--- Goal ---
Make an exact copy of the records, with the pictures left out.

━━━━━━━━━━━━━━━━

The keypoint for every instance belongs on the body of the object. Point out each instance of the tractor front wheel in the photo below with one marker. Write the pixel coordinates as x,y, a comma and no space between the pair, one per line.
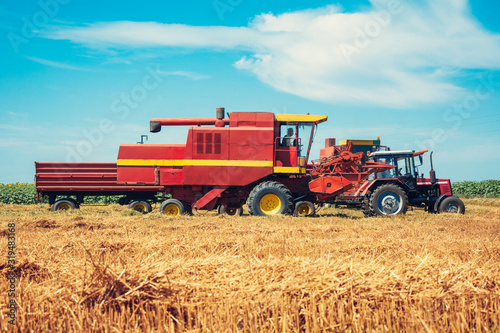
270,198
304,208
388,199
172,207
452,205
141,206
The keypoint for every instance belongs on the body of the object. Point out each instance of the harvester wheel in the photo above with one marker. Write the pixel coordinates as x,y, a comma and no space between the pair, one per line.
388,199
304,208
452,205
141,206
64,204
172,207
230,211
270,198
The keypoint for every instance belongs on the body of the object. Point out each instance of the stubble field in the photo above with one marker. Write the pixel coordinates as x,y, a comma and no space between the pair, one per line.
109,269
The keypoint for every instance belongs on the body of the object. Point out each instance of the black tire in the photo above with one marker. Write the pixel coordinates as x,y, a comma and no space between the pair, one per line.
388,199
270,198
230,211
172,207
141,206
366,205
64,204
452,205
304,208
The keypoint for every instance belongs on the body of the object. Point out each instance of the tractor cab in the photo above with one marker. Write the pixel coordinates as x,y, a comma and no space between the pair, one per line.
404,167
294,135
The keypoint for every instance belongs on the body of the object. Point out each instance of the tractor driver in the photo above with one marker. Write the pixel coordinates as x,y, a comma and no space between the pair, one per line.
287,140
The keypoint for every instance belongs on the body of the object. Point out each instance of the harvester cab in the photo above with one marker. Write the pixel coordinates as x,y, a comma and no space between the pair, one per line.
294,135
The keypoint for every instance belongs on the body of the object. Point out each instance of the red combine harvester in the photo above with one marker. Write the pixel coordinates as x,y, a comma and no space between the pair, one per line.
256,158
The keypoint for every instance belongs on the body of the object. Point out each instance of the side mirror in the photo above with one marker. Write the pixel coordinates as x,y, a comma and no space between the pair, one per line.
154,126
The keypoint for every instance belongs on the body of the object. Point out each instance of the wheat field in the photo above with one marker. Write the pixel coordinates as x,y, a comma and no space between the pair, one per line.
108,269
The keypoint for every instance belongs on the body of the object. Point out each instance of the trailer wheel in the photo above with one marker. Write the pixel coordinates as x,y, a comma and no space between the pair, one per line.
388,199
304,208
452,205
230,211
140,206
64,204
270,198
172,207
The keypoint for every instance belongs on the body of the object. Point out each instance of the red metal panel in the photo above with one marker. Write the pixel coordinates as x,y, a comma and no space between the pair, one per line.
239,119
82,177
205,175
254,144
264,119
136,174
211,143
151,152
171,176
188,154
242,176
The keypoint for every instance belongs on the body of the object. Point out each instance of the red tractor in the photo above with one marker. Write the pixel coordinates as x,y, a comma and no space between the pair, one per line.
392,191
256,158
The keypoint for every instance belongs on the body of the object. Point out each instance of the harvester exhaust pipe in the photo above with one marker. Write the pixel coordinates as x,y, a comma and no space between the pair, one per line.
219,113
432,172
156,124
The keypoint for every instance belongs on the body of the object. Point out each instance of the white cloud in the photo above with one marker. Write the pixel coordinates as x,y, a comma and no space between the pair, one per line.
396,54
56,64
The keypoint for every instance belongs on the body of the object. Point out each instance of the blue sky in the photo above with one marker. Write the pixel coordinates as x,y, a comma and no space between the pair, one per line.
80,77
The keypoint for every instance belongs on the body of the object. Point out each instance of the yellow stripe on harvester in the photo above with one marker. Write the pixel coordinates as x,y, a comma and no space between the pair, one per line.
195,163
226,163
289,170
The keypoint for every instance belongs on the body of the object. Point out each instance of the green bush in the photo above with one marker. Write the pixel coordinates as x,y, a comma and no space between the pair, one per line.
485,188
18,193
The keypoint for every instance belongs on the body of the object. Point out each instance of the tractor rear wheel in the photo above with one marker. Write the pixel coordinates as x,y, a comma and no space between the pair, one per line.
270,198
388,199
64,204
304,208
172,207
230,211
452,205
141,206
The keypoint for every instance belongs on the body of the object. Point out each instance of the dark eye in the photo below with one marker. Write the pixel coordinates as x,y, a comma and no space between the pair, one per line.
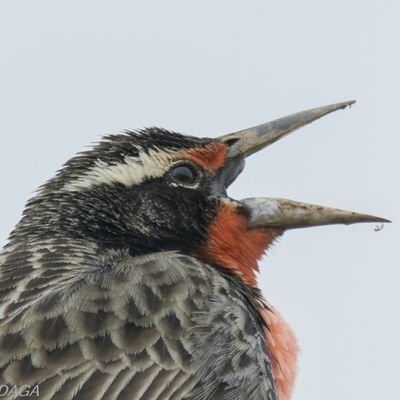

━━━━━━━━━━━━━━━━

--- Result of the task ---
The keypoint for every instance belongs on the body of the object. Point out each instance of the tractor front wheel in the photo below with one marker. Write the pixel coordinates as x,y, a comma and no space between the pair, one per line.
270,198
304,208
388,199
172,207
452,205
141,206
The keypoint for every instance belongs on the body of the object. Point out each instance of the harvester wheel in the photo above with one marker. Write the pixel coordinates as x,y, a comma and no space between the pair, one per line.
388,199
304,208
452,205
141,206
64,204
172,207
230,211
270,198
The keypoint for every instance belongs on the body of the object. Point out each instance of the stubble field in the photo above with one marker. Write the pixel coordinates as x,y, a comma and no space between the pair, one per line.
109,269
The keypoint for every instance belongs on the body of the object. Point out each instance of the black tire in the photo above with one marker. Write the pixel coordinates as x,y, a comma and no space between the pair, one per line.
388,199
270,198
230,211
172,207
141,206
366,205
64,204
452,205
304,208
The keypoint for every instance belongs on the body of the object. Point out each instance of the tractor cab in the photo above with one marker. Write the pixel coordinates as x,y, a comma and no space between the pair, one per line.
404,167
294,135
The keypoint for every instance belongs on the body of the object. Point out each instance of the tractor driver in the photo above with one marker. Write the pixel coordinates as x,y, a comma and no space between the pair, one per line.
287,140
The keypoint for every instance belongs on the body of the object. Point out each instance of the harvester cab in the photo above with one marker. Write the pixel coordinates as x,y, a comma and no space between the pair, one per line.
294,135
The keypoint for every instance belongs on the body of the object. Point out each instance of the red combine harvester in the photo above with one marker. Write the pixel coordinates as x,y, a comma and no space between the pair, one per line.
256,158
The keypoint for every instance belongs on the body of the object. Point out each instance of the side mirror in the photo above with one marker. Write the pixel coordinates as x,y, a comma and no space between the pair, one per line.
154,126
The keypoint for every instance belongs on the body of the object. Point out each instance of the wheat field in the photo above with one marker. Write the pixel coordinates as x,y, a comma and no space between the pair, one per line.
108,269
The keypoint for every instance belongs on the body of the object. Point out each instance of the trailer wheel in the photo above with one marker. Write the pixel coordinates as x,y, a comma and no space between the pair, one per line.
388,199
304,208
452,205
230,211
140,206
64,204
270,198
172,207
The keypoint for every instance belongs on the body of the object. Point out each instance of the red metal panel in the photo above with one marker. Write the pixel coordinates as x,y, a comma and no space between the pair, one per line.
239,119
82,177
205,175
254,144
264,119
136,174
211,143
151,152
171,176
188,154
242,176
The keypoint for every instance belongs on the body of the object. Point out each instance of the red tractor in the photo above with one marker. Write the pixel coordinates as x,y, a comma and no space between the pair, one per line.
392,191
256,158
The keypoint for every instance belongs on the body of the object. Point out each instance of the harvester exhaust pipe in the photo above with one marker. Write the pixel coordinates as x,y, a comma and no space between the pair, one per line.
219,113
432,172
156,124
The keypoint for every instance belongs on the body of the object. Point out each instance of the white cloud in the photo above with one marker. Write the pixel coordinates as x,y, a comma and no space between the pair, one per line.
396,54
56,64
The keypoint for every instance belongs on the body of the object. Point out each instance of the blue sky in the photo above with one marker. Write the pixel coordinates as x,y, a comma and no space between the pair, one per line.
80,77
The keypoint for every instance belongs on the body of the object. Point out each instance of the yellow stripe on harvester in the photo above with one marker. Write the pixel coordinates as x,y, a comma and no space between the pair, one per line.
195,163
226,163
289,170
The keypoint for every instance belongs on the body of the object. Point out each instance of the green bush in the photo above with one marker. Write the pixel coordinates as x,y, a comma and no space between the pair, one per line.
485,188
18,193
The keypoint for every instance belongs on the body of the object. Point out each instance of the tractor rear wheel in the photo above with one marker. Write the pixel coordinates as x,y, a comma and no space between the pair, one per line.
270,198
388,199
64,204
304,208
172,207
230,211
452,205
141,206
The keypoint for every instance belongs on the body of the object. Point out each instance of the dark eye in the photo below with one marker. Write the pixel coordinates as x,y, a comma and no space between the pair, one per line.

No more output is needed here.